Because the images are not wanted, restate every line below word for word without them.
=== Records ===
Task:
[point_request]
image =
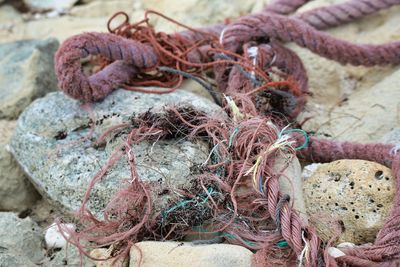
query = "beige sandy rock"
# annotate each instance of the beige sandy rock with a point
(104, 8)
(358, 194)
(16, 192)
(165, 254)
(347, 100)
(26, 73)
(197, 13)
(50, 4)
(103, 253)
===
Answer for this exercise —
Task:
[point_request]
image =
query = "beige sandy rock"
# annotate each instance of the beige sandy rock with a point
(104, 8)
(358, 194)
(16, 192)
(165, 254)
(347, 100)
(26, 73)
(197, 13)
(50, 4)
(103, 253)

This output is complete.